Document source:
———

Le musicien était debout dans l’entrée de la station « Enfant Plaza » du métro de Washington DC. Il a commencé à jouer du violon. C’était un matin froid, en janvier 2007. Il a joué durant quarante-cinq minutes. Pour commencer, la chaconne de la 2ème partita de Bach, puis l’Ave Maria de Schubert, du Manuel Ponce, du Massenet et à nouveau, du Bach. A cette heure de pointe, vers 8h du matin, quelque mille personnes ont traversé ce couloir, pour la plupart en route vers leur travail. Après trois minutes, …
un homme d’âge mûr a remarqué qu’un musicien jouait. Il a ralenti son pas, s’est arrêté quelques secondes puis a démarré en accélérant. Une minute plus tard, le violoniste a reçu son premier dollar : en continuant droit devant, une femme lui a jeté l’argent dans son petit pot. Peu après, un quidam s’est appuyé sur le mur d’en face pour l’écouter mais il a regardé sa montre et a recommencé à marcher. Il était clairement en retard. Celui qui a marqué le plus d’attention fut un petit garçon qui devait avoir trois ans. Sa mère l’a tiré, pressé mais l’enfant s’est arrêté pour regarder le violoniste. Finalement sa mère l’a secoué et agrippé brutalement afin que l’enfant reprenne le pas. Toutefois, en marchant, il a gardé sa tête tournée vers le musicien. Cette scène s’est répétée plusieurs fois avec d’autres enfants. Et les parents, sans exception, les ont forcés à bouger. Durant les trois quarts d’heure de jeu du musicien, seules sept personnes se sont vraiment arrêtées pour l’écouter un temps. Une vingtaine environ lui a donné de l’argent tout en en continuant leur marche. Il a récolté 32 dollars. Personne ne l’a remarqué quand il a eu fini de jouer. Personne n’a applaudi.
Sur plus de mille passants, seule une personne l’a reconnu.

———

Données enregistrées:
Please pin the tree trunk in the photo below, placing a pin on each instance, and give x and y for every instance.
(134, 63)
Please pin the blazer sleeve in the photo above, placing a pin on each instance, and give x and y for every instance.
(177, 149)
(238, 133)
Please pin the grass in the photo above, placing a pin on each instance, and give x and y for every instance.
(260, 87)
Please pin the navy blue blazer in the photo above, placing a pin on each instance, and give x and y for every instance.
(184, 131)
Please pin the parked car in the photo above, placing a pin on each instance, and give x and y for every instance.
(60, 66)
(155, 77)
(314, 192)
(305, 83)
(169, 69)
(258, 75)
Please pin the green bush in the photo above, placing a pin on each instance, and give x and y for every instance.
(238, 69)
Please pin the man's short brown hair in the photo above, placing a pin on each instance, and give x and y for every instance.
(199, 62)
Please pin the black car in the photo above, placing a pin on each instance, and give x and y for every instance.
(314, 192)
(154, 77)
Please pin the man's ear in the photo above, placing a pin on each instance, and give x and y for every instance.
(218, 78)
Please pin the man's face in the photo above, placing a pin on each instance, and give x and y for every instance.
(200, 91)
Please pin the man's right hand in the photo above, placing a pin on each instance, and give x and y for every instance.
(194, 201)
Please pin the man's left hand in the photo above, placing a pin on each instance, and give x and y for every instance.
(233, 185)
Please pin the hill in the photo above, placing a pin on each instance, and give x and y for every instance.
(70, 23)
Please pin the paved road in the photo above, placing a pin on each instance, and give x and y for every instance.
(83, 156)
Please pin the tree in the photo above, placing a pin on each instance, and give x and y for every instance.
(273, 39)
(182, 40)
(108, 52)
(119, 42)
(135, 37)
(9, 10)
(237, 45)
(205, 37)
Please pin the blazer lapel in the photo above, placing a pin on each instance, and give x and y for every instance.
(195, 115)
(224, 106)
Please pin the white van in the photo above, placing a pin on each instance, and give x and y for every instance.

———

Exercice écrit: Prolongez le récit du violoniste du métro de Washington à partir de sa dernière phrase. Ce matériel est distinct du récit du violoniste du métro de Washington.

Réponse attendue:
Ce violoniste était Joshua Bell, actuellement un des meilleurs musiciens de la planète. Il a joué dans ce hall les partitions les plus difficiles jamais écrites, avec un Stradivarius valant 3,5 millions de dollars. Deux jours avant de jouer dans le métro, sa prestation au théâtre de Boston était « sold out » à des prix avoisinant les 100 dollars la place. Ceci est une histoire vraie. L’expérience a été organisée par le « Washington Post » dans le cadre d’une enquête sur la perception, les goûts et les priorités d’action des gens.
Les questions étaient :
Dans un environnement commun, à une heure inappropriée, pouvons-nous percevoir la beauté ?
Nous arrêtons-nous pour l’apprécier ?
Reconnaissons-nous le talent dans un contexte inattendu ?
Une des possibles conclusions de cette expérience pourrait être : si nous n’avons pas le temps pour nous arrêter et écouter un des meilleurs musiciens au monde, jouant pour nous gratuitement quelques-unes des plus belles partitions jamais composées, avec un violon Stradivarius valant 3,5 millions de dollars, à côté de combien d’autres choses passons-nous ?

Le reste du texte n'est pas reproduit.